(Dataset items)
★ ★ ★ ★ ★ ★ ★
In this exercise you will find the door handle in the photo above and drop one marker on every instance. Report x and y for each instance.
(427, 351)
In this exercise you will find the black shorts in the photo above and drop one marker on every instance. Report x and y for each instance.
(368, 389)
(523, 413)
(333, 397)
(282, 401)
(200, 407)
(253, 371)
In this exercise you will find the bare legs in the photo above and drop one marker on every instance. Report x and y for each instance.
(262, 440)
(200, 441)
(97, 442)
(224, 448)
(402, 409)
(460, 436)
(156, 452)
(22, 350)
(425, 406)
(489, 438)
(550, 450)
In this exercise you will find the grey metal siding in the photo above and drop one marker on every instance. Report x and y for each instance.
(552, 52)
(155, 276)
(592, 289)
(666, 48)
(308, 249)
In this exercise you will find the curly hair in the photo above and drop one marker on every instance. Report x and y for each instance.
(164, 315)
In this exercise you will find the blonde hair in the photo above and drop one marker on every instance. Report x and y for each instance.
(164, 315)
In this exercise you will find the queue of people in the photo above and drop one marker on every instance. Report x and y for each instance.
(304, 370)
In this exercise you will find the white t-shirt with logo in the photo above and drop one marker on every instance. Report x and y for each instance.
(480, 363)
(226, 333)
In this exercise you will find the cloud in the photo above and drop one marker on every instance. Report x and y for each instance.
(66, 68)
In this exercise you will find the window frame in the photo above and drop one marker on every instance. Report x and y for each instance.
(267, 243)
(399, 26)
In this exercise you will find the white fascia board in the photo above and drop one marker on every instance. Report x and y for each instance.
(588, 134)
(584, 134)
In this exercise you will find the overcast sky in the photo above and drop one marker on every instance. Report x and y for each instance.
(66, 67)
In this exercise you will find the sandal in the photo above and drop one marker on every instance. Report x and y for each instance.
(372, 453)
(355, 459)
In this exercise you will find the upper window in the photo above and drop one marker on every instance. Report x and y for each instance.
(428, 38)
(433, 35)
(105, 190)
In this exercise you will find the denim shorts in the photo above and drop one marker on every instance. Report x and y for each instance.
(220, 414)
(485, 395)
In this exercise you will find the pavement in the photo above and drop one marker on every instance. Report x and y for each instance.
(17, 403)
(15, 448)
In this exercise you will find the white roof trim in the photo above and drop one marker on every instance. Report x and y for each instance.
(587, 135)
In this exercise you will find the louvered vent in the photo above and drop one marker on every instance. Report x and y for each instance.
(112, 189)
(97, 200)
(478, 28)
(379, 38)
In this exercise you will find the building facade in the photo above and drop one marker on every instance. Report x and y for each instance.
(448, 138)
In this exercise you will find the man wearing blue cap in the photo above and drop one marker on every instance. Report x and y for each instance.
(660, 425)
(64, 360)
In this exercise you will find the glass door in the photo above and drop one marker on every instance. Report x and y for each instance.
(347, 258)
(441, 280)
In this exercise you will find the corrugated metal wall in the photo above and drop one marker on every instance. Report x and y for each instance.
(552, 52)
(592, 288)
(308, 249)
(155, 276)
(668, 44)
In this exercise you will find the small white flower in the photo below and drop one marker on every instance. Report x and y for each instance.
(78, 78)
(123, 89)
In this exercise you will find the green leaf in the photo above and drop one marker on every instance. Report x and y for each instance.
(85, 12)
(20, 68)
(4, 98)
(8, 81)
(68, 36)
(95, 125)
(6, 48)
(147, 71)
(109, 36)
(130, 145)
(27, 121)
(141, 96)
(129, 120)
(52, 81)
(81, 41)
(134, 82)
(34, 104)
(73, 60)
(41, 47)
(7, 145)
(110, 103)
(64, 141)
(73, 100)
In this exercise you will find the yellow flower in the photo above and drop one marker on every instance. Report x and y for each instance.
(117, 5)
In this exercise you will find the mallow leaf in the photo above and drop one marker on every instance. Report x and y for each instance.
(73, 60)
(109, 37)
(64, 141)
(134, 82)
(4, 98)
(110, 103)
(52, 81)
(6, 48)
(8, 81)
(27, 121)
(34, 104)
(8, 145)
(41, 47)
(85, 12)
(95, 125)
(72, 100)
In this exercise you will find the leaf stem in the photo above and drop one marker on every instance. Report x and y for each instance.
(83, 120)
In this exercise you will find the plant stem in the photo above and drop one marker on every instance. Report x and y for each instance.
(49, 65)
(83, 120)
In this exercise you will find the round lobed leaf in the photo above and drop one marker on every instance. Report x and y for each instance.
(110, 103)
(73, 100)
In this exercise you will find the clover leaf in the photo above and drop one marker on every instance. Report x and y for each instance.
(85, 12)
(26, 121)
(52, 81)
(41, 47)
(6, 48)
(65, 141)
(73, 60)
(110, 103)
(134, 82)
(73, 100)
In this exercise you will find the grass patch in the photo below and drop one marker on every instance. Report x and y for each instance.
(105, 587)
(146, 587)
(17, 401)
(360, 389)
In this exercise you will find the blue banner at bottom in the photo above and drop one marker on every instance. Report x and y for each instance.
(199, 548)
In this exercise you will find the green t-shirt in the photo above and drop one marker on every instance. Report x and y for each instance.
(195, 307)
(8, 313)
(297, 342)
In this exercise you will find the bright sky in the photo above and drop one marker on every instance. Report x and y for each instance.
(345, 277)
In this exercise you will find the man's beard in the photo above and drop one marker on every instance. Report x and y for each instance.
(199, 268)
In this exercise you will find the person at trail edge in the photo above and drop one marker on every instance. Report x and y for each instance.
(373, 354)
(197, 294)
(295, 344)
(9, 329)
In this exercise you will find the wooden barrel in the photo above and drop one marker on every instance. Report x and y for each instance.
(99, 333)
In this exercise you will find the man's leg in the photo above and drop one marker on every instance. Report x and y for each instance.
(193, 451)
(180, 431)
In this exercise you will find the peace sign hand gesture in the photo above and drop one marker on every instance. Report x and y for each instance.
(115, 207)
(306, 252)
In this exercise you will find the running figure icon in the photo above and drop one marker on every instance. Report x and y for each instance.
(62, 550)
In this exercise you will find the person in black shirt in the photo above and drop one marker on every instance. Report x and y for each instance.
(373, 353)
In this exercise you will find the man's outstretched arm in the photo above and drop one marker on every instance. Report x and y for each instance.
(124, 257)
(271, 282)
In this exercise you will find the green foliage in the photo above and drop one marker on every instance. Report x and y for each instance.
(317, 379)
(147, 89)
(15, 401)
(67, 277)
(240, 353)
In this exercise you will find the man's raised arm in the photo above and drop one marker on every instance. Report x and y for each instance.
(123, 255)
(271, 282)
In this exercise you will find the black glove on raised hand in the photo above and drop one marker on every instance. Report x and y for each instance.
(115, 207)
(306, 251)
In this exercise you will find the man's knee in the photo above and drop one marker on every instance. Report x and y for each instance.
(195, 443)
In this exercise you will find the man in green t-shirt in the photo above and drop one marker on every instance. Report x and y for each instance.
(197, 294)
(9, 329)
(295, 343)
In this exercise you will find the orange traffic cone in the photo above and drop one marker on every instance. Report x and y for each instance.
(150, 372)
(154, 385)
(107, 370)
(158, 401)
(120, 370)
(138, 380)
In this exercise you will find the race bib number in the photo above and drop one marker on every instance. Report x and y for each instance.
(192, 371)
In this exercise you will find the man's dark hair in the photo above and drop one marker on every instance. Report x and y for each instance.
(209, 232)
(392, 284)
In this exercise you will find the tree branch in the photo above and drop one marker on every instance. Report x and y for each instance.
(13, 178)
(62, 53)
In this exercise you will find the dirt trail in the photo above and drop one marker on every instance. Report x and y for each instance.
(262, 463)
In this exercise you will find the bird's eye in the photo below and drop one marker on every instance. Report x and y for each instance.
★ ★ ★ ★ ★ ★ ★
**TASK TO CARRY OUT:**
Repeat the material above word for word, keeping every line in its original order.

**SOLUTION:**
In this exercise you will find the door handle in the photo above and drop one marker on every instance. Report x and y for each instance.
(427, 351)
In this exercise you will find the black shorts in the photo above and drop one marker on every instance. Report x and y for each instance.
(368, 389)
(523, 413)
(333, 397)
(282, 401)
(200, 407)
(253, 371)
In this exercise you will find the bare legs in the photo above and drop one marker on every instance. Report x and y for each instance.
(262, 440)
(200, 441)
(97, 442)
(224, 448)
(402, 409)
(460, 436)
(156, 452)
(22, 350)
(425, 406)
(489, 438)
(550, 450)
In this exercise you will find the grey metal siding in the photo above and drop one marker on every instance. Report x and y for each instance.
(552, 52)
(155, 276)
(592, 289)
(666, 48)
(308, 249)
In this exercise you will find the curly hair in the photo above and drop one marker on every instance. Report x and y for each instance.
(164, 315)
In this exercise you will find the blonde hair in the photo above and drop one marker on every instance. Report x and y for each instance.
(164, 315)
In this exercise you will find the queue of people in the photo above and drop one marker on every instance. Report x and y for each instance.
(304, 370)
In this exercise you will find the white t-shirt with logo in the photo above and drop one marker on every instance. Report x and y for each instance.
(480, 363)
(226, 333)
In this exercise you will find the cloud in the photo above and drop one marker on every instance. Report x and y for each instance.
(66, 68)
In this exercise you will find the window frame in the photo above and drop one marker on every instance. Report x and y for each instance.
(267, 243)
(399, 26)
In this exercise you will find the white fascia board in the photo above and drop one marker on every instance. Report x and y for each instance.
(588, 134)
(584, 134)
In this exercise you will find the overcast sky in the photo above and drop one marker on every instance. Report x and y for each instance.
(66, 67)
In this exercise you will find the sandal in the photo above and drop one marker on every instance. Report x and y for each instance.
(372, 453)
(355, 459)
In this exercise you will find the upper window in the photo above and drop one marker on every instance. Report x and y for each instance.
(428, 38)
(433, 35)
(105, 190)
In this exercise you will find the denim shorts in the photo above and drop one marker on every instance. Report x and y for each instance.
(220, 414)
(485, 395)
In this exercise you will find the pavement in the photo above and drop one marker on every instance. Report x and y for each instance.
(17, 403)
(15, 448)
In this exercise you will find the white roof trim in the photo above and drop one marker on every instance. Report x and y for each instance.
(587, 135)
In this exercise you will find the louvered vent in the photo above and drop one marker on every instance. Report x and y for each instance.
(112, 189)
(97, 200)
(478, 28)
(379, 38)
In this exercise you will find the building facade in the photo above and drop one marker on every instance. Report x and y for each instance.
(448, 138)
In this exercise you will find the man wearing blue cap in the photo above and drop one marker on every instance. Report x and y for each instance.
(660, 425)
(64, 360)
In this exercise you will find the glass door in the photo above and drop one marker on every instance. Report x and y for each instance.
(347, 258)
(441, 280)
In this exercise you will find the corrugated metal wall in the photo above and drop one marker on every instance. Report x and y for each instance.
(552, 52)
(592, 288)
(308, 249)
(155, 276)
(668, 44)
In this exercise you will find the small white flower in the photo below and drop one marker on every instance. Report x and y for each instance.
(78, 78)
(123, 89)
In this exercise you will find the green leaf in the photo above and drop one marker on every instance. Report x and y for each instance.
(85, 12)
(20, 68)
(4, 98)
(8, 81)
(68, 36)
(95, 125)
(6, 48)
(147, 71)
(109, 36)
(130, 145)
(27, 121)
(141, 96)
(129, 120)
(52, 81)
(81, 41)
(134, 82)
(34, 104)
(73, 60)
(41, 47)
(7, 145)
(110, 103)
(64, 141)
(73, 100)
In this exercise you will find the yellow flower in the photo above and drop one marker on every instance. Report x and y for each instance.
(117, 5)
In this exercise you will find the mallow leaf in the photo above and drop one marker on every instance. Report x and y for each instance.
(73, 60)
(109, 37)
(64, 141)
(134, 82)
(4, 98)
(110, 103)
(52, 81)
(6, 48)
(8, 81)
(27, 121)
(34, 104)
(8, 145)
(41, 47)
(85, 12)
(95, 125)
(72, 100)
In this exercise you will find the leaf stem in the photo above and drop one marker on every instance. Report x and y for each instance.
(83, 120)
In this exercise you will find the plant stem in the photo above and drop one marker on every instance. Report x and y for each instance.
(49, 65)
(83, 120)
In this exercise you will find the round lobed leaf in the photo above and drop one marker on every instance. Report x and y for each instance.
(110, 103)
(73, 100)
In this exercise you will find the clover leaf in the photo above and drop one marker on every instance. Report x and y for each instance.
(85, 12)
(26, 121)
(52, 81)
(41, 47)
(6, 48)
(65, 141)
(73, 60)
(110, 103)
(134, 82)
(73, 100)
In this exercise you will find the grass patch in the photo below and drop one marker on every instance. Report x and y for each instance.
(105, 587)
(146, 587)
(17, 401)
(360, 389)
In this exercise you will find the blue banner at bottom in the photo above and drop one marker on every instance. Report x and y for each instance.
(199, 548)
In this exercise you will find the green t-shirt in the photo above and drop one marker on every instance. Report x and y for each instance.
(195, 307)
(8, 313)
(297, 342)
In this exercise you will find the bright sky in the photo above and drop one marker on every instance. Report x and y for each instance.
(345, 277)
In this exercise you will find the man's beard in the photo above and drop one marker on every instance. Report x and y for each instance.
(199, 268)
In this exercise you will find the person at trail edge in the photo above and drop one marker on every instance. Report x and y for each instance.
(373, 354)
(197, 294)
(295, 344)
(9, 329)
In this exercise you will find the wooden barrel in the photo above and drop one marker on every instance. Report x and y for each instance.
(99, 333)
In this exercise you will find the man's leg in the photo above and drop one marker on every instance. Report x and y for each instance.
(193, 451)
(180, 431)
In this exercise you will find the peace sign hand gesture in the photo above and drop one marker on every instance. Report x and y for each instance.
(115, 207)
(306, 252)
In this exercise you will find the running figure icon in the photo above and drop one marker on every instance. Report x and y for each instance.
(62, 550)
In this exercise you will find the person in black shirt in the photo above and drop one marker on every instance. Report x and y for each instance.
(373, 353)
In this exercise you will find the man's outstretched arm in the photo above and drop one marker on every instance. Report x and y for each instance.
(124, 257)
(271, 282)
In this exercise you will find the green foliage in the photo above and drop one marker on every instance. Report x and y for each instance.
(317, 379)
(147, 89)
(15, 401)
(67, 277)
(240, 353)
In this exercise you will find the man's raised arm in the photo above and drop one marker on every instance. Report x and y for each instance.
(123, 255)
(271, 282)
In this exercise you will find the black glove on raised hand in the photo above and drop one marker on every instance. Report x and y for each instance.
(115, 207)
(306, 251)
In this exercise you will find the man's knee in the photo above and drop one marker on every instance. Report x and y for each instance.
(195, 443)
In this exercise you will find the man in green t-shirt in the photo above and drop one marker on every instance. Report x and y for each instance.
(197, 294)
(9, 329)
(295, 343)
In this exercise you will find the orange traffic cone in the photo above and drop one marker on every instance. Report x and y for each instance.
(150, 372)
(154, 385)
(107, 370)
(158, 401)
(120, 370)
(138, 380)
In this exercise you will find the race bib number in the photo above and drop one marker on every instance. Report x and y for each instance.
(192, 371)
In this exercise you will find the man's dark hair in the photo above and drop one marker on every instance. Report x and y for each instance.
(209, 232)
(392, 284)
In this exercise you will find the tree branch in the photo above and drop one marker on every instance. Report x and y for each instance.
(13, 178)
(62, 53)
In this exercise you will find the dirt trail in the photo above and drop one marker on every instance. Report x and y for each instance.
(262, 463)
In this exercise you will find the bird's eye in the photo below and drop one marker on every instance. Report x and y for each instance.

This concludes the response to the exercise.